__Short exercise__
Pick out each line of the listing below that contains the word "tile", and copy those lines.
================================
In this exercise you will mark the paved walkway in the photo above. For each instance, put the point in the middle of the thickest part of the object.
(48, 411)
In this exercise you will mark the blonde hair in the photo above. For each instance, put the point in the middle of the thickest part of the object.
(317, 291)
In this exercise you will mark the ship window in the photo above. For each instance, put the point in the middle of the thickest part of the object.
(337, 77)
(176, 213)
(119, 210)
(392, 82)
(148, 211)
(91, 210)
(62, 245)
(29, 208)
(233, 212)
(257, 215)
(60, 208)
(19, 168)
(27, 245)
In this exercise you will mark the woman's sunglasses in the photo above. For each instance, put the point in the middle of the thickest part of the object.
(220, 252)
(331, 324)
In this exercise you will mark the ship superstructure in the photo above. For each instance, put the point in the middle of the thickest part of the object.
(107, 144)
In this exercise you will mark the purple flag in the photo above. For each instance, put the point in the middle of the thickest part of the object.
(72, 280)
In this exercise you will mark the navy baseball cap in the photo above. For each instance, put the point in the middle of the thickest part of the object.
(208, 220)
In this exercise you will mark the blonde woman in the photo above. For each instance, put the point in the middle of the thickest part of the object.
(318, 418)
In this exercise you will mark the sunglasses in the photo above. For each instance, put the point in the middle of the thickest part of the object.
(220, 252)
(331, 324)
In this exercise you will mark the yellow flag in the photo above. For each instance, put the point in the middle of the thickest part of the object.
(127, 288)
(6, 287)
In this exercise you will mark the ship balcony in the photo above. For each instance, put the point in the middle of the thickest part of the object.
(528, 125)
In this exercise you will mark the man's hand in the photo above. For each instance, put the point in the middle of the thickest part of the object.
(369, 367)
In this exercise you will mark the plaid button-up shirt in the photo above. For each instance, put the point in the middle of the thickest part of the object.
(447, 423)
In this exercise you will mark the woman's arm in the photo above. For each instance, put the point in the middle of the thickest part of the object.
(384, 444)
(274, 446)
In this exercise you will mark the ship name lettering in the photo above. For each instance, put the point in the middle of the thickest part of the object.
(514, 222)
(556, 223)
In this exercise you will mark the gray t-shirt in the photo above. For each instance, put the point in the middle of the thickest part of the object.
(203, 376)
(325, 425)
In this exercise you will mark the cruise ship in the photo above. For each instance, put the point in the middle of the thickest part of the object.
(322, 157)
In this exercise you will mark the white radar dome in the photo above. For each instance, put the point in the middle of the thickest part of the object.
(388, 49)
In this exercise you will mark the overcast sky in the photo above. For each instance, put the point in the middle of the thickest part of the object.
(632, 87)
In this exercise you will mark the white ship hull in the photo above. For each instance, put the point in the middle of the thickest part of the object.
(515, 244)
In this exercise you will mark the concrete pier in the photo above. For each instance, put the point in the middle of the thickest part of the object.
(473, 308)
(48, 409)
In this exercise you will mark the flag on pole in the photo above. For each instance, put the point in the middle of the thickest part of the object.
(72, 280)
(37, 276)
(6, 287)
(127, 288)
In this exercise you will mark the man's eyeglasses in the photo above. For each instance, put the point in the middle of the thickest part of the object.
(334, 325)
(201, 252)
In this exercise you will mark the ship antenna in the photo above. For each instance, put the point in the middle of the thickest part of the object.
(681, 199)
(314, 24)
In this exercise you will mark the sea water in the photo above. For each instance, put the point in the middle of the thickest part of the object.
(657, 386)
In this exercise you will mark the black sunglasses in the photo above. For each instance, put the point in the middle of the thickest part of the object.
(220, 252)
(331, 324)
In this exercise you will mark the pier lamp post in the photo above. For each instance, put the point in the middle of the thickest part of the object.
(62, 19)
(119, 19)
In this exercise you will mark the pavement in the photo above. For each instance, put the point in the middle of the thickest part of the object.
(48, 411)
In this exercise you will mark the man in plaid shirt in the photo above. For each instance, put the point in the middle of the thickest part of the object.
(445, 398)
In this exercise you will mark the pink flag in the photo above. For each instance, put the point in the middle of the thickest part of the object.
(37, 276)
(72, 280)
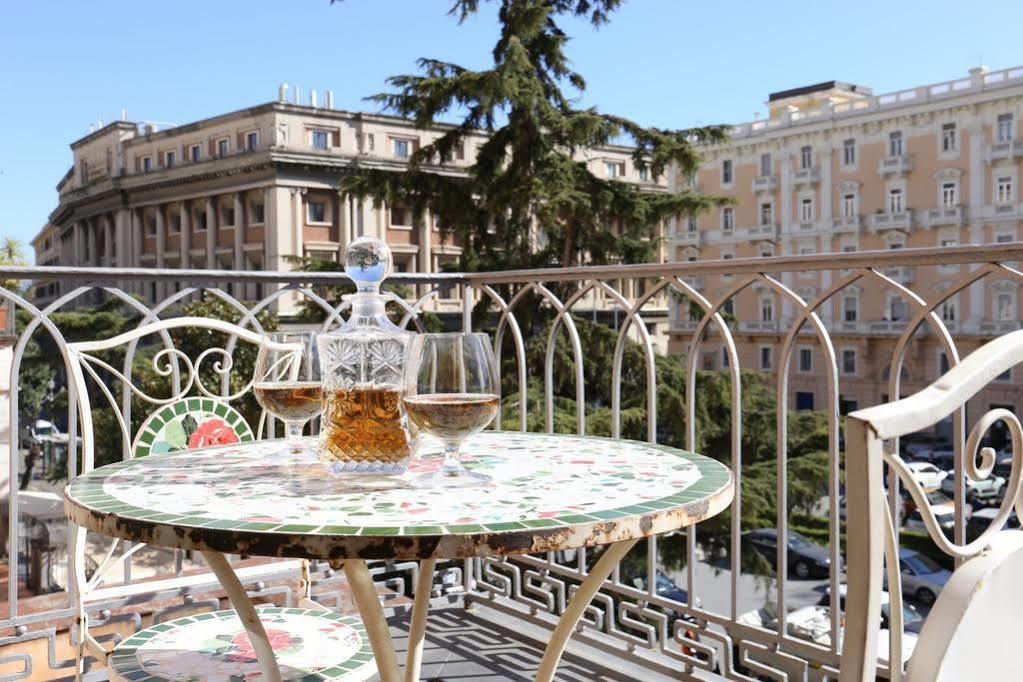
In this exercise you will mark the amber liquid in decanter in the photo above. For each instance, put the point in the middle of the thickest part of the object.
(364, 424)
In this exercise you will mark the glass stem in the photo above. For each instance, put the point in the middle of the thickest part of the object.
(295, 435)
(452, 465)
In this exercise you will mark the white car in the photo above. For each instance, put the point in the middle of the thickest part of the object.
(928, 475)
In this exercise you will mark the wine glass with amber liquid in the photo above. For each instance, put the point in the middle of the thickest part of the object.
(451, 393)
(287, 382)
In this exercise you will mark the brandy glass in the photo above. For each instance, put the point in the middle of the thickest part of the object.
(451, 393)
(287, 381)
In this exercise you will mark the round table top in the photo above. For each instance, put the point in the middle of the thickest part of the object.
(547, 492)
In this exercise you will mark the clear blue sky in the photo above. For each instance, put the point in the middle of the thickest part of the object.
(664, 62)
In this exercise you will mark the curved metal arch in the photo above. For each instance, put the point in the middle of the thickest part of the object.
(520, 355)
(736, 390)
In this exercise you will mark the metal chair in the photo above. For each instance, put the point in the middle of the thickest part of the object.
(310, 642)
(972, 632)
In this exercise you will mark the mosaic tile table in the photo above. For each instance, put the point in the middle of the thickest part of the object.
(545, 493)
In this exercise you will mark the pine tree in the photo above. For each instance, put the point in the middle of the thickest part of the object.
(529, 200)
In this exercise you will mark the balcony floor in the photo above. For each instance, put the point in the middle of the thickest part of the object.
(483, 643)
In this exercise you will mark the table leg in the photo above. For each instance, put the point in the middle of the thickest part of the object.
(417, 626)
(368, 603)
(560, 637)
(247, 614)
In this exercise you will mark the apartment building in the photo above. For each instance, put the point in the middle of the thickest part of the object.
(837, 169)
(247, 189)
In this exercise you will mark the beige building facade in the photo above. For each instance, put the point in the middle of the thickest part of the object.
(836, 169)
(247, 189)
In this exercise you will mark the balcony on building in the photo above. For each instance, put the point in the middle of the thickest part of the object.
(847, 224)
(806, 176)
(954, 215)
(881, 222)
(1005, 150)
(764, 183)
(767, 232)
(895, 165)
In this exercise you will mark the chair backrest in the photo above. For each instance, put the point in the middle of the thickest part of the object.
(190, 414)
(978, 607)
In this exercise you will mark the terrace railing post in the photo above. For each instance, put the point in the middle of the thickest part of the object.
(864, 549)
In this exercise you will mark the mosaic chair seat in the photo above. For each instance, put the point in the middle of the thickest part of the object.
(310, 642)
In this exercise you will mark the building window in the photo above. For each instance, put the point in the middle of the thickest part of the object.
(805, 360)
(399, 216)
(949, 141)
(849, 152)
(804, 400)
(896, 309)
(948, 195)
(1005, 132)
(806, 157)
(1004, 190)
(402, 148)
(316, 212)
(806, 211)
(727, 219)
(1005, 307)
(895, 200)
(614, 169)
(849, 361)
(848, 206)
(850, 308)
(895, 143)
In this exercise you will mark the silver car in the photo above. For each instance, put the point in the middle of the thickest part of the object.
(923, 579)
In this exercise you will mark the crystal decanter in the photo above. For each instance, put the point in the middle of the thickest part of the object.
(364, 425)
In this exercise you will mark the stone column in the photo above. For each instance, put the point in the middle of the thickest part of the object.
(108, 240)
(211, 233)
(161, 251)
(185, 242)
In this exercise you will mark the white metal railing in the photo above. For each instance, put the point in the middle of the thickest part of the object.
(707, 626)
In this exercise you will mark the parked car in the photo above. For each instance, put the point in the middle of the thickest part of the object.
(928, 475)
(988, 491)
(983, 517)
(806, 558)
(923, 578)
(913, 620)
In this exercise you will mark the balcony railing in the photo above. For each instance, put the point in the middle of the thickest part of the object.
(711, 561)
(898, 165)
(891, 221)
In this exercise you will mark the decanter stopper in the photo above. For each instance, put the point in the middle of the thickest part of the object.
(367, 263)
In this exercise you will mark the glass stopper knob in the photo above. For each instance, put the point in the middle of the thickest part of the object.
(367, 262)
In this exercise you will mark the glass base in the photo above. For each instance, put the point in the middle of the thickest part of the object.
(450, 478)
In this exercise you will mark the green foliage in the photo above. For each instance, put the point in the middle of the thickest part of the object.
(541, 202)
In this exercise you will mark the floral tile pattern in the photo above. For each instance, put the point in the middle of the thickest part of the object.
(309, 644)
(538, 482)
(191, 423)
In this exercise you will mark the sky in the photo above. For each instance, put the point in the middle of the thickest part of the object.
(671, 63)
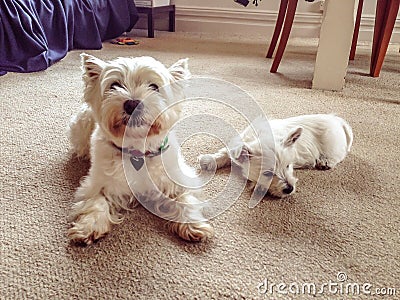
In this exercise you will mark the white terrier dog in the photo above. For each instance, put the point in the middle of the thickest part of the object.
(311, 141)
(130, 105)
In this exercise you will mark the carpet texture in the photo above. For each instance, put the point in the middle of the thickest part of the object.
(342, 220)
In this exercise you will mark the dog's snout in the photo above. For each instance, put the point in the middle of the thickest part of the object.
(130, 106)
(288, 189)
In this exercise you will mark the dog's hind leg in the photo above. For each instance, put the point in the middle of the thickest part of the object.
(190, 223)
(211, 162)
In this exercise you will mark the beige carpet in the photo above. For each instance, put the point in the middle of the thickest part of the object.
(343, 220)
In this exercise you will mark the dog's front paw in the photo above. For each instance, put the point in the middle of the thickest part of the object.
(193, 232)
(207, 162)
(88, 228)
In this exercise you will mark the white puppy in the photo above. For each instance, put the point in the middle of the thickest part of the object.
(310, 141)
(130, 105)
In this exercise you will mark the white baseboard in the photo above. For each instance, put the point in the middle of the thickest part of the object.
(258, 22)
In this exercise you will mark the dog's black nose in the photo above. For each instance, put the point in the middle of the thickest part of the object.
(288, 189)
(130, 106)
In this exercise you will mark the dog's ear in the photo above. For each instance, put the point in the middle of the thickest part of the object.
(180, 69)
(91, 67)
(292, 137)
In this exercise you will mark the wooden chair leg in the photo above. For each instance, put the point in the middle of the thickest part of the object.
(292, 5)
(278, 27)
(380, 46)
(379, 16)
(356, 30)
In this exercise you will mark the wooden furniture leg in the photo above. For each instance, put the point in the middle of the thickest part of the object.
(356, 30)
(172, 20)
(291, 9)
(278, 27)
(150, 25)
(386, 13)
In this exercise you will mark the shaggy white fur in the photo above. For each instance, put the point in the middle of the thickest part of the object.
(124, 127)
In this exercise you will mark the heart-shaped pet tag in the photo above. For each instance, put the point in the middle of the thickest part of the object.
(137, 162)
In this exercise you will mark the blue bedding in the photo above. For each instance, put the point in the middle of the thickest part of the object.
(37, 33)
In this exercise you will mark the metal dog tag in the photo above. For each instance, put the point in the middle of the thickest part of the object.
(137, 162)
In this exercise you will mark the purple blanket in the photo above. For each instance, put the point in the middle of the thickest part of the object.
(36, 33)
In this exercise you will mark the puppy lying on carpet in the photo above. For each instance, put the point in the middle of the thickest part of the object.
(310, 141)
(130, 105)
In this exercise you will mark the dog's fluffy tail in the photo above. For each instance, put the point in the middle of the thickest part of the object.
(349, 134)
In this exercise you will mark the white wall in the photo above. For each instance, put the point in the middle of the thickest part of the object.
(226, 16)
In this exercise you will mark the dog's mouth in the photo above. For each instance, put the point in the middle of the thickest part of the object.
(134, 120)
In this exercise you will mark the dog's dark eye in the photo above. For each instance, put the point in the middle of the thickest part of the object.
(154, 87)
(268, 173)
(115, 85)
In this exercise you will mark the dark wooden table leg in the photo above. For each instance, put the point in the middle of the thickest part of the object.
(386, 13)
(278, 27)
(285, 34)
(172, 20)
(356, 30)
(150, 24)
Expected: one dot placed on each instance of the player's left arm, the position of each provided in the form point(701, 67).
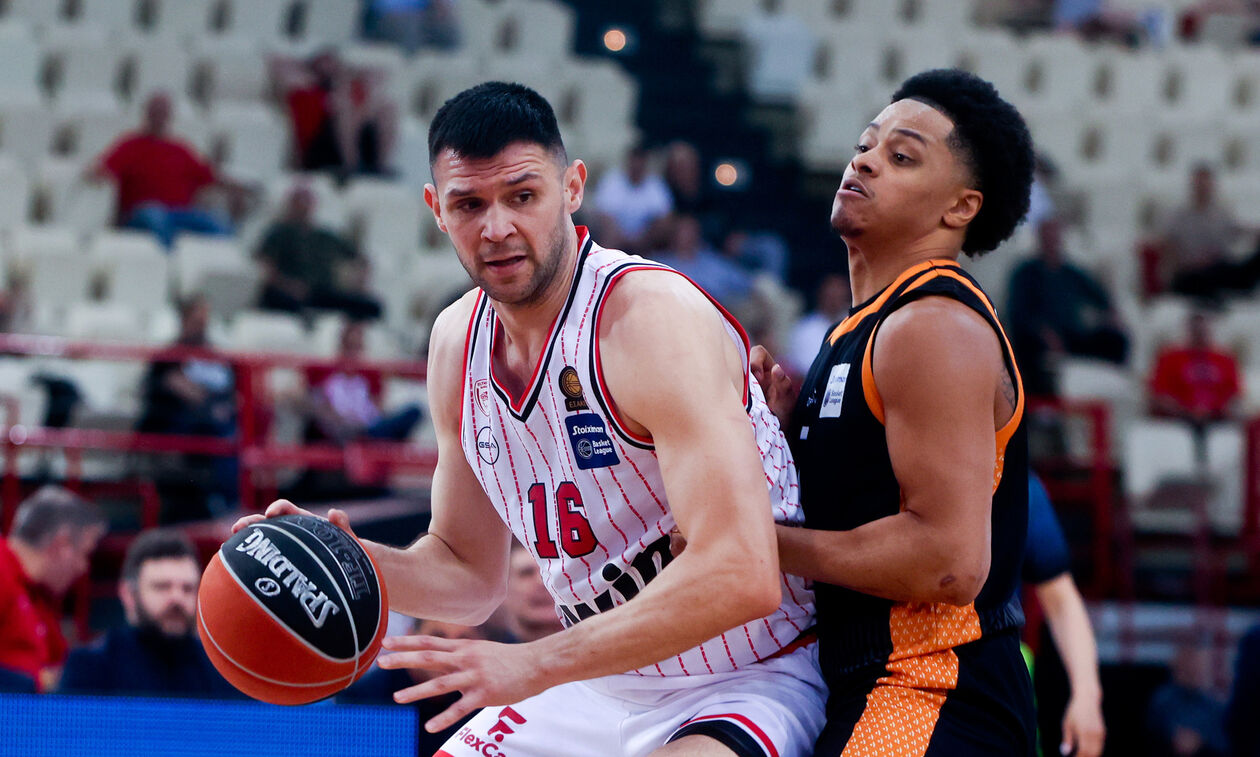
================================
__Answer for the task__
In this exercise you will mark the mosaic tile table in the photo above. For each instance, put the point in the middle of the thickest part of the object.
In this exercise you will mark the floral tile pattern in the photo above. For each instance, put the point in the middle of the thickest part of the object.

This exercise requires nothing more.